## Data provided
☆ ☆ ☆ ☆ ☆ ☆ ☆

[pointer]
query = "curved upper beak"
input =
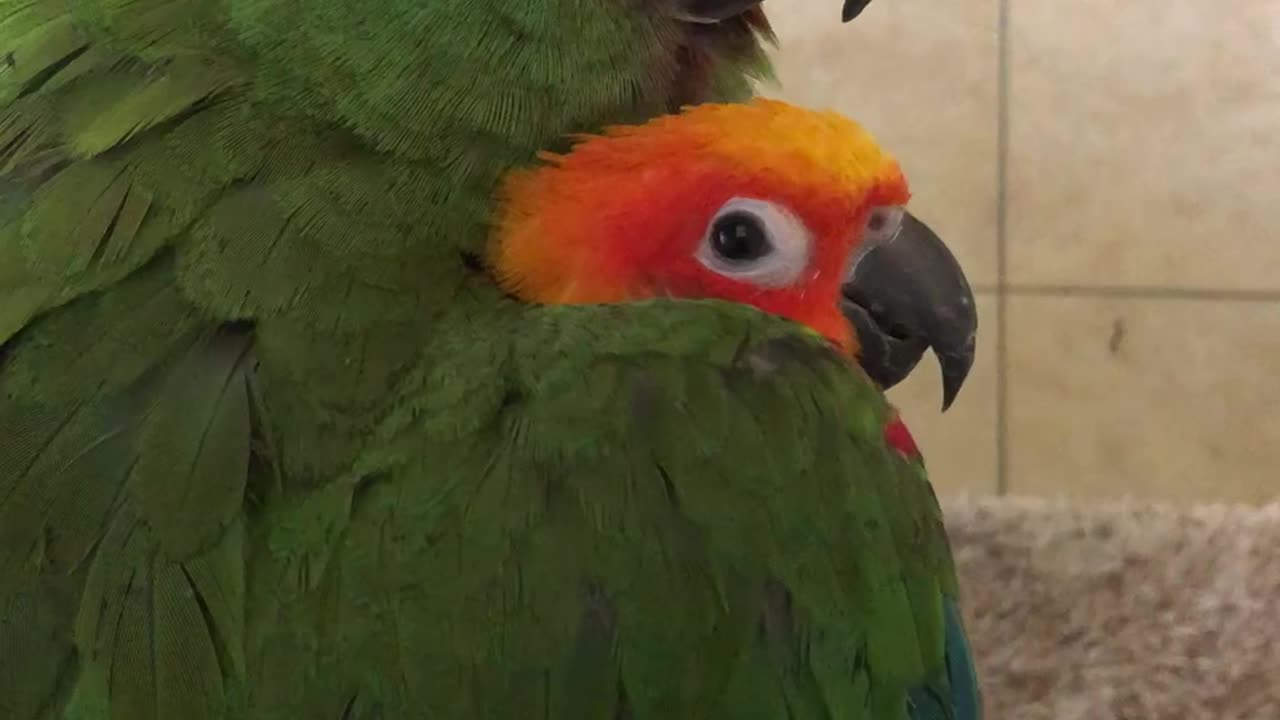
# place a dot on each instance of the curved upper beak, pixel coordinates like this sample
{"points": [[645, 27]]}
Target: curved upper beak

☆ ☆ ☆ ☆ ☆ ☆ ☆

## Task item
The task here is to output the line with "# place a dot" and all lines after it to the end of the records above, exactly and only those.

## Result of this task
# place a dot on each instance of the curved upper beak, pixel coordinates like this sample
{"points": [[645, 27]]}
Target: curved upper beak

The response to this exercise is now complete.